━━━━━ AVAILABLE DATA

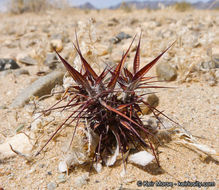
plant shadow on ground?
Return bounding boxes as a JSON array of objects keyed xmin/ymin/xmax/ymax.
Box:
[
  {"xmin": 203, "ymin": 156, "xmax": 219, "ymax": 165},
  {"xmin": 133, "ymin": 162, "xmax": 165, "ymax": 175},
  {"xmin": 183, "ymin": 146, "xmax": 219, "ymax": 165},
  {"xmin": 66, "ymin": 154, "xmax": 165, "ymax": 175}
]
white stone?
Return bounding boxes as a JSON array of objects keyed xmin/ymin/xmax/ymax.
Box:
[
  {"xmin": 0, "ymin": 133, "xmax": 33, "ymax": 159},
  {"xmin": 58, "ymin": 161, "xmax": 68, "ymax": 173},
  {"xmin": 74, "ymin": 172, "xmax": 89, "ymax": 187},
  {"xmin": 128, "ymin": 151, "xmax": 154, "ymax": 166},
  {"xmin": 93, "ymin": 162, "xmax": 102, "ymax": 173}
]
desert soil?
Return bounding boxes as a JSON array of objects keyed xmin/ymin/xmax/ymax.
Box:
[{"xmin": 0, "ymin": 9, "xmax": 218, "ymax": 190}]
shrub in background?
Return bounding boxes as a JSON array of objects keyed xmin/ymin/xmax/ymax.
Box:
[
  {"xmin": 9, "ymin": 0, "xmax": 69, "ymax": 14},
  {"xmin": 174, "ymin": 1, "xmax": 192, "ymax": 12}
]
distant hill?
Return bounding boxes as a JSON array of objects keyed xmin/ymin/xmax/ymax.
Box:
[
  {"xmin": 109, "ymin": 0, "xmax": 176, "ymax": 9},
  {"xmin": 193, "ymin": 0, "xmax": 219, "ymax": 9},
  {"xmin": 1, "ymin": 0, "xmax": 218, "ymax": 12},
  {"xmin": 77, "ymin": 2, "xmax": 96, "ymax": 10},
  {"xmin": 108, "ymin": 0, "xmax": 219, "ymax": 10}
]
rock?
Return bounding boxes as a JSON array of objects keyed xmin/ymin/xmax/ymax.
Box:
[
  {"xmin": 58, "ymin": 161, "xmax": 68, "ymax": 173},
  {"xmin": 156, "ymin": 62, "xmax": 177, "ymax": 81},
  {"xmin": 4, "ymin": 40, "xmax": 18, "ymax": 48},
  {"xmin": 0, "ymin": 70, "xmax": 12, "ymax": 77},
  {"xmin": 130, "ymin": 18, "xmax": 139, "ymax": 25},
  {"xmin": 212, "ymin": 54, "xmax": 219, "ymax": 68},
  {"xmin": 123, "ymin": 178, "xmax": 135, "ymax": 184},
  {"xmin": 44, "ymin": 53, "xmax": 59, "ymax": 70},
  {"xmin": 11, "ymin": 71, "xmax": 65, "ymax": 108},
  {"xmin": 0, "ymin": 133, "xmax": 33, "ymax": 159},
  {"xmin": 158, "ymin": 29, "xmax": 174, "ymax": 39},
  {"xmin": 215, "ymin": 70, "xmax": 219, "ymax": 81},
  {"xmin": 47, "ymin": 182, "xmax": 57, "ymax": 190},
  {"xmin": 15, "ymin": 124, "xmax": 25, "ymax": 133},
  {"xmin": 128, "ymin": 151, "xmax": 154, "ymax": 166},
  {"xmin": 57, "ymin": 174, "xmax": 66, "ymax": 183},
  {"xmin": 18, "ymin": 56, "xmax": 37, "ymax": 66},
  {"xmin": 50, "ymin": 39, "xmax": 63, "ymax": 52},
  {"xmin": 110, "ymin": 32, "xmax": 132, "ymax": 44},
  {"xmin": 117, "ymin": 31, "xmax": 132, "ymax": 40},
  {"xmin": 142, "ymin": 115, "xmax": 159, "ymax": 129},
  {"xmin": 200, "ymin": 61, "xmax": 215, "ymax": 70},
  {"xmin": 205, "ymin": 74, "xmax": 216, "ymax": 86},
  {"xmin": 29, "ymin": 26, "xmax": 36, "ymax": 32},
  {"xmin": 74, "ymin": 173, "xmax": 89, "ymax": 188},
  {"xmin": 0, "ymin": 59, "xmax": 20, "ymax": 71},
  {"xmin": 14, "ymin": 69, "xmax": 29, "ymax": 76},
  {"xmin": 93, "ymin": 162, "xmax": 102, "ymax": 173},
  {"xmin": 108, "ymin": 18, "xmax": 119, "ymax": 26},
  {"xmin": 0, "ymin": 105, "xmax": 7, "ymax": 109},
  {"xmin": 138, "ymin": 89, "xmax": 159, "ymax": 115}
]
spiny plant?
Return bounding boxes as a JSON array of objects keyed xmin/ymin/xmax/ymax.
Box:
[{"xmin": 35, "ymin": 33, "xmax": 176, "ymax": 168}]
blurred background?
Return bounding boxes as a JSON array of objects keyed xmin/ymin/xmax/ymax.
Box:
[{"xmin": 0, "ymin": 0, "xmax": 218, "ymax": 13}]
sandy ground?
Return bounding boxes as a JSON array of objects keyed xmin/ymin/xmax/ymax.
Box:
[{"xmin": 0, "ymin": 9, "xmax": 218, "ymax": 189}]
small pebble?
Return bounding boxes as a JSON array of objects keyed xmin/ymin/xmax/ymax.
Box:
[
  {"xmin": 212, "ymin": 54, "xmax": 219, "ymax": 68},
  {"xmin": 200, "ymin": 61, "xmax": 215, "ymax": 70},
  {"xmin": 11, "ymin": 71, "xmax": 65, "ymax": 108},
  {"xmin": 14, "ymin": 69, "xmax": 29, "ymax": 76},
  {"xmin": 18, "ymin": 56, "xmax": 37, "ymax": 66},
  {"xmin": 123, "ymin": 178, "xmax": 135, "ymax": 184},
  {"xmin": 57, "ymin": 174, "xmax": 66, "ymax": 183},
  {"xmin": 0, "ymin": 59, "xmax": 20, "ymax": 71},
  {"xmin": 215, "ymin": 105, "xmax": 219, "ymax": 112},
  {"xmin": 47, "ymin": 182, "xmax": 57, "ymax": 190},
  {"xmin": 47, "ymin": 171, "xmax": 52, "ymax": 175},
  {"xmin": 156, "ymin": 62, "xmax": 177, "ymax": 81},
  {"xmin": 44, "ymin": 53, "xmax": 59, "ymax": 70},
  {"xmin": 39, "ymin": 164, "xmax": 45, "ymax": 168},
  {"xmin": 110, "ymin": 32, "xmax": 131, "ymax": 44},
  {"xmin": 138, "ymin": 89, "xmax": 159, "ymax": 115},
  {"xmin": 191, "ymin": 175, "xmax": 197, "ymax": 181},
  {"xmin": 0, "ymin": 105, "xmax": 7, "ymax": 109},
  {"xmin": 8, "ymin": 173, "xmax": 14, "ymax": 180},
  {"xmin": 0, "ymin": 70, "xmax": 12, "ymax": 77},
  {"xmin": 74, "ymin": 172, "xmax": 89, "ymax": 188},
  {"xmin": 215, "ymin": 70, "xmax": 219, "ymax": 81},
  {"xmin": 0, "ymin": 133, "xmax": 33, "ymax": 159},
  {"xmin": 108, "ymin": 18, "xmax": 119, "ymax": 26},
  {"xmin": 15, "ymin": 124, "xmax": 25, "ymax": 133}
]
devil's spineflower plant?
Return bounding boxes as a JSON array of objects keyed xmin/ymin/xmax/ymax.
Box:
[{"xmin": 36, "ymin": 34, "xmax": 175, "ymax": 168}]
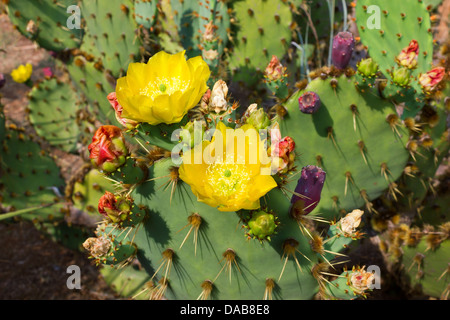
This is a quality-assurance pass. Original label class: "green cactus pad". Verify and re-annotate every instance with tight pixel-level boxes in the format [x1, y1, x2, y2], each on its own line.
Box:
[79, 0, 142, 78]
[100, 262, 152, 299]
[355, 0, 434, 118]
[168, 0, 230, 58]
[110, 157, 366, 300]
[5, 0, 83, 52]
[0, 125, 65, 220]
[227, 0, 293, 86]
[280, 75, 410, 219]
[400, 237, 450, 298]
[28, 78, 81, 153]
[134, 0, 158, 29]
[66, 56, 118, 125]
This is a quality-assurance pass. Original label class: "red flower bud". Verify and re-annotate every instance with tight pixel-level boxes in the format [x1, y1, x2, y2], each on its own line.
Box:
[88, 125, 128, 172]
[98, 191, 132, 223]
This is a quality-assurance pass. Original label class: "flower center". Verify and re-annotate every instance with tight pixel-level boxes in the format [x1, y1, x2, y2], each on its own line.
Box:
[206, 162, 250, 197]
[140, 76, 190, 100]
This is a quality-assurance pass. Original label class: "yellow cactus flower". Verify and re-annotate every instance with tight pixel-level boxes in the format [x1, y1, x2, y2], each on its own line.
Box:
[10, 63, 33, 83]
[116, 51, 210, 125]
[179, 122, 277, 212]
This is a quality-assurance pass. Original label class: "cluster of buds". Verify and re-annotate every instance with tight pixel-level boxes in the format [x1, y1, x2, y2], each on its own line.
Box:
[264, 55, 288, 99]
[98, 191, 133, 224]
[331, 31, 355, 70]
[395, 40, 419, 69]
[107, 92, 139, 130]
[290, 166, 326, 217]
[419, 67, 446, 93]
[88, 125, 129, 173]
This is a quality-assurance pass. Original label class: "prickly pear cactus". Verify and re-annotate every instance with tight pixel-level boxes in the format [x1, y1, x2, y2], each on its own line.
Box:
[1, 0, 448, 301]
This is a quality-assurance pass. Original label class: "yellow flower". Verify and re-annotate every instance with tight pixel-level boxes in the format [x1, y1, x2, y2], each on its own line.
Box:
[179, 122, 277, 212]
[11, 63, 32, 83]
[116, 51, 210, 125]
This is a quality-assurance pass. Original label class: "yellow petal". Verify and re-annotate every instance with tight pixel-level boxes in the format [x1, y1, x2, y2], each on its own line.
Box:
[248, 175, 277, 202]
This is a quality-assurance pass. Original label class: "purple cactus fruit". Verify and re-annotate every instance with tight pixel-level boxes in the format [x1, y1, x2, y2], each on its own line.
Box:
[331, 31, 355, 69]
[290, 165, 326, 217]
[0, 73, 5, 89]
[298, 91, 321, 114]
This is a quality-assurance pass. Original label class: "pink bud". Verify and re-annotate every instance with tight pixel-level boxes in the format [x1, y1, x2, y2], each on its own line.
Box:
[42, 67, 53, 78]
[419, 67, 446, 92]
[395, 40, 419, 69]
[265, 55, 285, 81]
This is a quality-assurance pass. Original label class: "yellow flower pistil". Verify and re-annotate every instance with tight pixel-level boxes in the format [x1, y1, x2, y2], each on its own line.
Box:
[116, 51, 210, 125]
[11, 63, 33, 83]
[179, 122, 277, 212]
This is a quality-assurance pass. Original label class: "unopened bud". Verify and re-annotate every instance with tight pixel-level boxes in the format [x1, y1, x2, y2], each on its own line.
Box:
[419, 67, 446, 92]
[357, 58, 379, 77]
[246, 107, 271, 130]
[331, 31, 355, 69]
[88, 125, 128, 173]
[392, 67, 411, 87]
[291, 166, 326, 216]
[395, 40, 419, 69]
[98, 191, 133, 224]
[247, 210, 278, 241]
[264, 55, 285, 81]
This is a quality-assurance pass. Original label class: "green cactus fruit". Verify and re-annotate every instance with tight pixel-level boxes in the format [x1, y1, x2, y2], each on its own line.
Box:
[245, 209, 279, 241]
[166, 0, 230, 59]
[0, 122, 65, 221]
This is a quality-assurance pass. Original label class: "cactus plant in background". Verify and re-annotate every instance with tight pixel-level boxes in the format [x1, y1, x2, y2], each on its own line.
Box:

━━━━━━━━━━

=== EXERCISE INSTRUCTIONS ===
In the records above, take every line from the opening one through the line with "white stone?" and repeat it exactly; pictures are not part of the copy.

=== TASK RESULT ===
plant shadow on ground?
Return bounding boxes as a JSON array of objects keyed xmin/ymin/xmax/ymax.
Box:
[
  {"xmin": 203, "ymin": 156, "xmax": 219, "ymax": 165},
  {"xmin": 133, "ymin": 162, "xmax": 165, "ymax": 175},
  {"xmin": 183, "ymin": 146, "xmax": 219, "ymax": 165},
  {"xmin": 66, "ymin": 154, "xmax": 165, "ymax": 175}
]
white stone?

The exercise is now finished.